▸ **TASK DIRECTIONS**
Give an exact copy of the data that follows.
RECORD EXTRACTS below:
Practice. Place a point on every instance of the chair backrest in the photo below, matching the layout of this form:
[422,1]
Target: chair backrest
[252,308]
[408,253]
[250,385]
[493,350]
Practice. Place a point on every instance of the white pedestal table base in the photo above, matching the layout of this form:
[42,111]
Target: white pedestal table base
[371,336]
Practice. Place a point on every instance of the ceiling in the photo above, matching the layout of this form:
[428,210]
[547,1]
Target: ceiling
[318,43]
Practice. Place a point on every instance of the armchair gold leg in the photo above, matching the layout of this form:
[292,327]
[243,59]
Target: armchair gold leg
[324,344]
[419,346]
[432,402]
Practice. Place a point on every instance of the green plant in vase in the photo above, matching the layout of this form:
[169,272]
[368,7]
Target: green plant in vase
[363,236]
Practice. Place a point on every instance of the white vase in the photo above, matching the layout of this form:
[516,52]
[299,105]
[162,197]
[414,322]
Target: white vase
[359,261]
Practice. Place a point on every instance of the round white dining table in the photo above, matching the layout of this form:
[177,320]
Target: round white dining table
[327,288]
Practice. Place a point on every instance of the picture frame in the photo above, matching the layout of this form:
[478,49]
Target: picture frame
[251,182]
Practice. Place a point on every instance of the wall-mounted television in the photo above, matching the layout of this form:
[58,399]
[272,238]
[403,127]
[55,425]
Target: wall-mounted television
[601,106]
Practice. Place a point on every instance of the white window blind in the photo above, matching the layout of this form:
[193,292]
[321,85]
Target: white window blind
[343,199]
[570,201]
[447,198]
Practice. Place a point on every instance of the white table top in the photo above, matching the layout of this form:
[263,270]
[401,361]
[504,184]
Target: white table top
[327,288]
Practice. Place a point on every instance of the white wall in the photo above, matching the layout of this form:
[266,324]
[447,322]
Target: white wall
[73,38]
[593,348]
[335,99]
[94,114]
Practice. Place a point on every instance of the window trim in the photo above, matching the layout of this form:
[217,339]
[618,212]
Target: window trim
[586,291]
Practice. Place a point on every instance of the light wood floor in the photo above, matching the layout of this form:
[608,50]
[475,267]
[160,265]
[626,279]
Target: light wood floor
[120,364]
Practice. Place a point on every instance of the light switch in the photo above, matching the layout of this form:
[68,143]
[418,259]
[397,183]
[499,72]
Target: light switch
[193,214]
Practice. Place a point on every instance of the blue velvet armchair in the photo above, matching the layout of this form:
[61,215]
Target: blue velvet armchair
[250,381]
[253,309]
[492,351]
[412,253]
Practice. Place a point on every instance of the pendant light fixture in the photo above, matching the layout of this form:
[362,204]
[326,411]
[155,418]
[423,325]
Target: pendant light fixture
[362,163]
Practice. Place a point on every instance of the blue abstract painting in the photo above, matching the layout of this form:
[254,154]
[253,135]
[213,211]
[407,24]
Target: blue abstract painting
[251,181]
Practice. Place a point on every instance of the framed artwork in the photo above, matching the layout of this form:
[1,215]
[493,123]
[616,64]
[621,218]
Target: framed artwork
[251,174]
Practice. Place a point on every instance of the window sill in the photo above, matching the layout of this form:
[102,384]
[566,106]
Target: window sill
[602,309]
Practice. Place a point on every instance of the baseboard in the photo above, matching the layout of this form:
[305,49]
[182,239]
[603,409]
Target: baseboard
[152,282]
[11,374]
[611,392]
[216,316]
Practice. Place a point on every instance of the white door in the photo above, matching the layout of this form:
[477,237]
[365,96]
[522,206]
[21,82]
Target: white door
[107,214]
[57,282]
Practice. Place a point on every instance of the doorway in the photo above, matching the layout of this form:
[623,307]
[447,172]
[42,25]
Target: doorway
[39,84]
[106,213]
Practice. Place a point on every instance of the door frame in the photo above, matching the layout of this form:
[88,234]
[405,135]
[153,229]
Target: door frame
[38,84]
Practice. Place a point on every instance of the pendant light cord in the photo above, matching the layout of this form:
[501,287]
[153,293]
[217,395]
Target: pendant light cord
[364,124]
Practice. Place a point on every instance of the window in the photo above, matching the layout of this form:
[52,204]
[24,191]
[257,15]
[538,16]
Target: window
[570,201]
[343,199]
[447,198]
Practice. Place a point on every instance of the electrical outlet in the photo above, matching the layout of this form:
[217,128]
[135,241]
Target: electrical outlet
End of RECORD EXTRACTS.
▸ **TASK RESULT**
Practice. Place a point on every instance of the chair backrest in the photo below, matching the layout of this form:
[422,1]
Target: chair backrest
[252,308]
[408,253]
[250,385]
[493,350]
Practice. Place a point on every instance of the white pedestal table base in the photo above, matching the layout of this form:
[42,111]
Target: white pedestal table base
[371,336]
Practice. Place a point on every instance of the ceiling in the photo above, matching the layout of this form:
[428,210]
[547,1]
Target: ceiling
[318,43]
Practice. Place a point on every instance of the armchair gold leg in the photo above, matching the layout of this form:
[292,327]
[243,59]
Target: armchair gold leg
[324,344]
[419,346]
[432,402]
Practice. Place a point on every instance of the green plant in vase in the photo above, matching the layout of this form:
[169,272]
[368,7]
Target: green plant in vase
[363,236]
Practice. Place a point on every instance of the white vase in the photo above, matching the layout of this form:
[516,52]
[299,105]
[162,197]
[414,322]
Target: white vase
[359,261]
Practice. Place a point on every instance of the round white dining table in the photo above, matching the layout of this form:
[177,320]
Target: round white dining table
[327,288]
Practice. Place a point on every instance of the picture frame in the photo above, matching the layout of this form:
[478,49]
Target: picture frame
[251,182]
Practice. Place a point on every instance of the wall-mounted television in the photo above, matching the layout of this form:
[58,399]
[272,238]
[403,127]
[55,425]
Target: wall-mounted television
[601,106]
Practice. Place a point on every instance of the white window blind in the photo above, matching the layout of this form:
[193,292]
[321,85]
Target: white window blind
[343,199]
[570,201]
[447,198]
Practice. Place a point on every instance of the white table top in the photo above, matching the layout of this form:
[263,270]
[401,361]
[504,184]
Target: white table top
[327,288]
Practice. Place a point on every instance of the white wall in the photo above, matching the layout of this form:
[266,324]
[447,322]
Target: white wall
[73,38]
[593,348]
[335,99]
[94,114]
Practice. Place a point on every instance of the window trim in the photo above, matching the layout of this form:
[217,339]
[618,212]
Target: window trim
[586,291]
Practice. Place a point on every instance of the light wood floor in the photo above, matching the layout of this form:
[608,50]
[475,267]
[160,265]
[626,279]
Target: light wood floor
[120,364]
Practice. Place a point on every instance of the light switch in the photo above, matching the layout of this form:
[68,143]
[418,259]
[397,183]
[499,72]
Target: light switch
[193,214]
Practice. Place a point on every instance of the blue velvet armchair in the photo above, matching the layout of this form:
[61,215]
Target: blue velvet armchair
[250,381]
[253,309]
[492,351]
[412,253]
Practice. Place a point on every instance of the pendant light fixture in the photo above, matching the layout of this form:
[362,204]
[326,411]
[155,418]
[423,325]
Target: pendant light fixture
[362,163]
Practice. Place a point on every instance of the blue abstract painting in the photo above, matching the layout of this form:
[254,154]
[253,135]
[213,211]
[407,24]
Target: blue abstract painting
[251,181]
Practice. Place a point on every instance of the framed artwork in the photo above, matching the layout of this form:
[1,215]
[493,123]
[616,64]
[621,218]
Target: framed artwork
[251,174]
Practice. Place a point on every instance of the window sill in the photo above, matching the layout of this form:
[102,384]
[566,106]
Target: window sill
[602,309]
Practice. Place a point on every instance of the baseboard in the photo above, matching the layout of this form:
[305,49]
[182,239]
[603,409]
Target: baseboard
[152,282]
[11,374]
[611,392]
[216,316]
Practice. Place a point on every instance of the white door in the photo above, matching the layout of this form:
[477,237]
[365,96]
[522,206]
[21,82]
Target: white door
[107,214]
[57,282]
Practice. Place a point on every instance of the doorway in the photo above, matching the layout of this form:
[623,307]
[447,172]
[42,25]
Target: doorway
[39,84]
[106,213]
Practice. Place a point on every instance of the door frame in the photo above, matching the layout of this form:
[88,234]
[405,135]
[153,229]
Target: door frame
[38,84]
Practice. Place a point on every instance of the pendant light cord in the photo above, matching the layout of this form:
[501,287]
[153,293]
[217,395]
Target: pendant light cord
[364,124]
Practice. Place a point on every instance of the window in the photo above, matching the layout of this form:
[52,204]
[24,191]
[257,15]
[538,16]
Target: window
[570,201]
[343,199]
[447,198]
Practice. Place a point on every instance of the electrical outlet in the photo above, matching the layout of this form:
[217,128]
[135,241]
Target: electrical outlet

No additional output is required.